=== PAGE EXCERPT ===

18-11-2013, Category Maintenance

Start a company blog and write about what’s interesting for your clients. It’s easier said than done. What to blog about especially when your line of business is rather… boring?

You want to start using inbound marketing to attract traffic to your company website. You know that the center of such actions is valuable content. You start a company blog with a view to writing about the business you’re in. The first post is just great. The second is also fine. But you have to publish regularly, week after week. What’s more, it would be nice if your readers shared the posts. What you need is a blogging strategy.

thinking
Photo by: Jacob Bøtter

Company blog – is it really worth it?

If you still hesitate, let me give you some arguments for using the blog in marketing:

SEO

Google Search Quality Team is getting better at credibly assessing the quality of content on websites and ignoring all sorts of tricks by SEOs. That means that traditional SEO, which is based mainly on link building, brings increasingly poorer effects, while websites with valuable content appear higher and higher in search results.
The blog is the fundamental way to complement the main content of a company website (offers, a company prezentation etc.) with trade articles that are capable of attracting users from the target group.

Conversion

Interesting content not only attracts more users to your website but also:

  • increases the time they spend on websites (and the number of pages they visit),
  • makes users come back to the website more often,
  • positively influences the number of generated contacts.

Expert image

There is no better marketing message than an expert opinion on a business issue that is shared by users not connected with the company. An offer and recommendation in one.

The human face

The blog, just as social networking websites, brings company employees closer to users. Posts are written in a slightly less formal tone than dry and official content of company websites (though not as informal as for example Facebook entries) and are signed with a full name. They also often include the author’s picture.

Users’ engagement

Do you offer a newsletter on your company website? Is there anyone – except for journalists and your competitors – subscribing to receive it? I suspect not.
Interesting trade articles published on a company website make it sensible to order a newsletter. They also enable you to have any feedback in the form of comments under posts. Such discussions not only can provide you with interesting market information but also often make it easier to establish direct sales contacts.

Value of the content

Being persistent in blogging allows you to build a content base which makes your website highly valuable. With a valuable website it’s easier to encourage partners to cooperate (e.g. guest blogging) and the content you have collected can be used many times – to prepare slide show presentations, infographics or even e-books.

The most effective types of posts

There are several types of posts that – because of their structure and form – attract more readers and are more often shared in social media. Here they are:

Lists

“10 best…”, “20 proven ways to…”, “5 applications that…”. A good list is content in a nutshell where the author has already done some work for the reader, i.e. they found, selected and compared information.
Furthermore, a list often provokes discussions – about any element that is omitted or that shouldn’t be on the list.
An example from our blog: “12 tools of a modern marketer

Step by step

“How to” are short guides showing how to make something precisely, step by step. It’s best if each step is illustrated with a screenshot, image or a drawing.

===

• **TASKS FOR THIS EXERCISE**:
1. State whether each statement below agrees with the article on company blogging, answering yes or no and quoting the deciding words of the text.
(a) Traditional SEO based mainly on link building is producing increasingly poorer effects.
(b) Blog posts are written in a more informal tone than Facebook entries.
(c) In a step-by-step guide, it is best to illustrate each step with a screenshot, image or drawing.
2. Answer these questions using the article on company blogging.
(a) What three things can the collected content be used to prepare?
(b) What do the discussions provoked by a list concern?
(c) What are blog posts signed with?

=== RECORD EXCERPTS ===

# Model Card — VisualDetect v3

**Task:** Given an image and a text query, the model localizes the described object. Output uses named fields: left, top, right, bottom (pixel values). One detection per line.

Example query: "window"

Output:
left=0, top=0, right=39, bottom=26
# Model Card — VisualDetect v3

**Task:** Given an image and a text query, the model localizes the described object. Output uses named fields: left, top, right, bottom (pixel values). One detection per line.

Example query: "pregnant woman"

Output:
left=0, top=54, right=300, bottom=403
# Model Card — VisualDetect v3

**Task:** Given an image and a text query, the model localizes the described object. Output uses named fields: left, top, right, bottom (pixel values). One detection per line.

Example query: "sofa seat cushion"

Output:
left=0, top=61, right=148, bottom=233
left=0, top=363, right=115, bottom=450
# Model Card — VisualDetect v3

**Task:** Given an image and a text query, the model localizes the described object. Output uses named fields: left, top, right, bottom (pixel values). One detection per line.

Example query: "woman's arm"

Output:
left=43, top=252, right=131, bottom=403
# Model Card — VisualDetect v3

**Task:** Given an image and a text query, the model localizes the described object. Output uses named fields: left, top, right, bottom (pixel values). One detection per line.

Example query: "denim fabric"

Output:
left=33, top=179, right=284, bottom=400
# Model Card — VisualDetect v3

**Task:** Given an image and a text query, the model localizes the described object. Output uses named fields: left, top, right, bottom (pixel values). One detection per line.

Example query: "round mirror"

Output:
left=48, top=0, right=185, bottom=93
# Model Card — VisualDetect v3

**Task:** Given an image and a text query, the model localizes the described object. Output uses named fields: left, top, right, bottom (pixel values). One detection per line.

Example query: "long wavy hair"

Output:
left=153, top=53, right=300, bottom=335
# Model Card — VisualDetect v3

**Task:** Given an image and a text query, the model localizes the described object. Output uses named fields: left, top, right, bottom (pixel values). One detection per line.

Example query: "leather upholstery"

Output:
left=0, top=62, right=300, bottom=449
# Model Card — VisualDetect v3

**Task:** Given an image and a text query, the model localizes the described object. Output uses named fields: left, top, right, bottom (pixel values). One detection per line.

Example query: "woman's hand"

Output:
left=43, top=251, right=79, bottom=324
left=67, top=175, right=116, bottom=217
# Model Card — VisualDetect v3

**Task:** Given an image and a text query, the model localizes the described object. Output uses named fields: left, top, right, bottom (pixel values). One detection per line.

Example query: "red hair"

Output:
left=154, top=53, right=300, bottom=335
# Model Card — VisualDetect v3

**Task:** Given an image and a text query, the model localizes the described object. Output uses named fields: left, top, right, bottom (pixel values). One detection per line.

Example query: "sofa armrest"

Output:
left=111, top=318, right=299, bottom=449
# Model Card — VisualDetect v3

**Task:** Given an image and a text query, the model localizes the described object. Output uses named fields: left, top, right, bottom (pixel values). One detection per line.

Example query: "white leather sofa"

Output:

===

• **ANSWERS TO THE EXERCISES**:
1.
(a) Yes: "traditional SEO, which is based mainly on link building, brings increasingly poorer effects"
(b) No: "though not as informal as for example Facebook entries"
(c) Yes: "It’s best if each step is illustrated with a screenshot, image or a drawing."

2.
(a) Slide show presentations, infographics and e-books.
(b) Any element that is omitted or that shouldn't be on the list.
(c) A full name.